- _Task to carry out_: Copy, exactly and without additions, every line in the records below from the one holding "Target: stacked flower pot" through the one holding "Target: blurred background pot", both ends included.

-------- Input --------

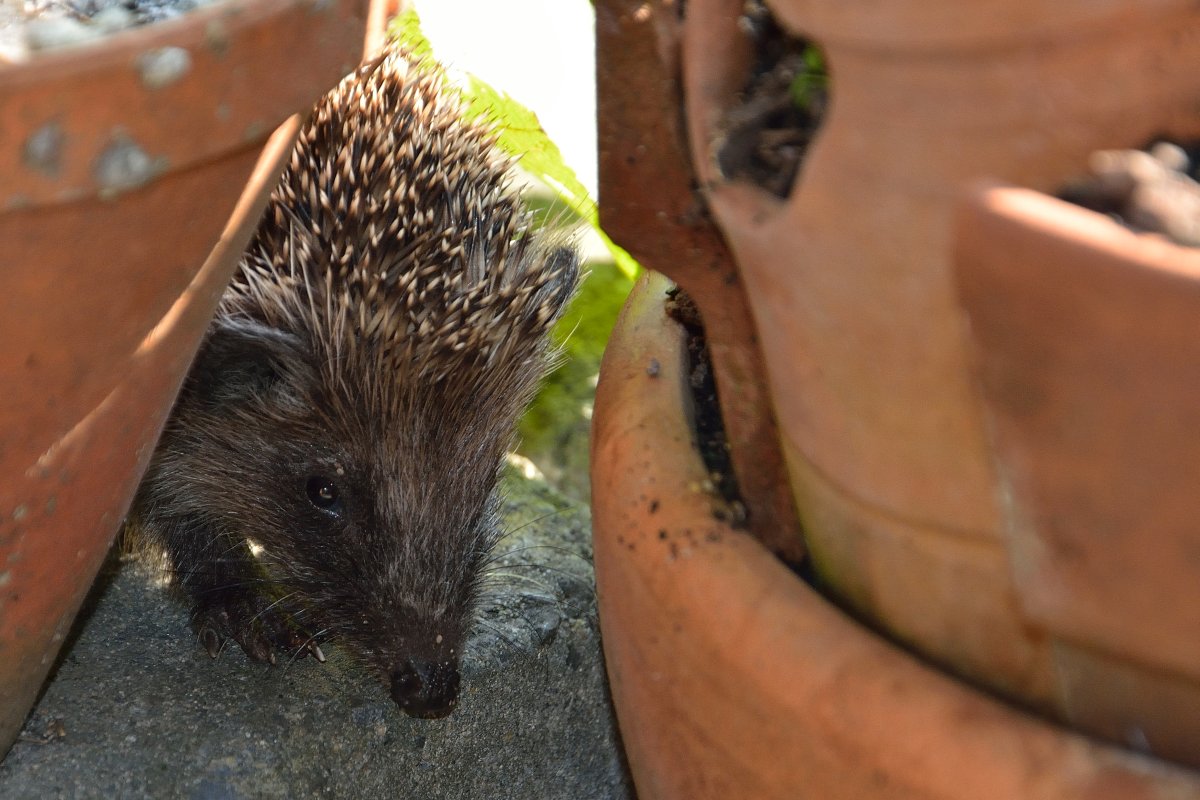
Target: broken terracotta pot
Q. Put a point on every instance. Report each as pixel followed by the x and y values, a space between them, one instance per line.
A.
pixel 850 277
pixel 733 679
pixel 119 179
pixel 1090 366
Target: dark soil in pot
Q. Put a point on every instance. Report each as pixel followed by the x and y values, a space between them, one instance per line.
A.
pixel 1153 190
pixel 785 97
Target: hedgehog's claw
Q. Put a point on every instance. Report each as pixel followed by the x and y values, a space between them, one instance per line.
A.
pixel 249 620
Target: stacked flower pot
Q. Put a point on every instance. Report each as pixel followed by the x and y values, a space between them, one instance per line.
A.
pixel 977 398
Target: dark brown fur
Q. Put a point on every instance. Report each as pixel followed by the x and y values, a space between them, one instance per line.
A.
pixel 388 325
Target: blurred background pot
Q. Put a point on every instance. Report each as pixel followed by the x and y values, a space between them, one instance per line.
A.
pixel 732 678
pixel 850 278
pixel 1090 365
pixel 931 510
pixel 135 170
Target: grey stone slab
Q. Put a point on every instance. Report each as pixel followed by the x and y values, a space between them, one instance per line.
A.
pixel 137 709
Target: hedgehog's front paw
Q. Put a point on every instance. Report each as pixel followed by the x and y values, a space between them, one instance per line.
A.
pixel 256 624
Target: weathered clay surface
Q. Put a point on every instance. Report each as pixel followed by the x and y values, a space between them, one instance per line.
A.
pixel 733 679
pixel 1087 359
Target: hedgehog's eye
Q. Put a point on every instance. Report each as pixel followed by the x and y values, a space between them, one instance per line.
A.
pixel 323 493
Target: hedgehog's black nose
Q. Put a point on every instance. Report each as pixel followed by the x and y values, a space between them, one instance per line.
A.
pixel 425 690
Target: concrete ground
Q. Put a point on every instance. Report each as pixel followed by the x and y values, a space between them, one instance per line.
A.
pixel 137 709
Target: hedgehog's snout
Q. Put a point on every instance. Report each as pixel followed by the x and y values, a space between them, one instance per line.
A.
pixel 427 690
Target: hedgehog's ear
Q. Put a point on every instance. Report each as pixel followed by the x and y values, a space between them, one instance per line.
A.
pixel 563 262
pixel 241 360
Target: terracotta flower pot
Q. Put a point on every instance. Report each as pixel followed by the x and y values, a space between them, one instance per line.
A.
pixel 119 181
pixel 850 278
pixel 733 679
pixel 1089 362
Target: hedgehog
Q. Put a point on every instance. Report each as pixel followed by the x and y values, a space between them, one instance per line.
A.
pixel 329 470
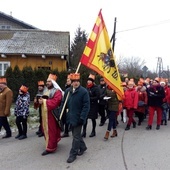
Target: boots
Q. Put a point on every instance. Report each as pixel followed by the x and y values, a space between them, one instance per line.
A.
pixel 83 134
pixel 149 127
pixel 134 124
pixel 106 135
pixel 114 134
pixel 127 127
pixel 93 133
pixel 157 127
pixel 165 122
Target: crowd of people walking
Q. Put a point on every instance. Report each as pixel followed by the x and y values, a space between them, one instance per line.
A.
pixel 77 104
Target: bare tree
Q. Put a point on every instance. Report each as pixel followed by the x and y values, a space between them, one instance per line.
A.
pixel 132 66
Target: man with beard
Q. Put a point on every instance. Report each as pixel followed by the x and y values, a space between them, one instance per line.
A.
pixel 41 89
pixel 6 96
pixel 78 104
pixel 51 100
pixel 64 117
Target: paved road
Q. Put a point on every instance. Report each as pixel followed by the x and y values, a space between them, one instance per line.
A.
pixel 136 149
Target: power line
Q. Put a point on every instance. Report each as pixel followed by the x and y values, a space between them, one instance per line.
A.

--------

- _Solution for this problem_:
Target: stacked flower pot
Q. Put a point on every instance. Report each as pixel followed by the x and y values, a space between them, one instance per line.
A.
pixel 977 398
Target: dark brown fur
Q. Put a point on every instance. Report each as pixel followed by the x and y values, a space between them, one instance per line.
A.
pixel 388 325
Target: blurred background pot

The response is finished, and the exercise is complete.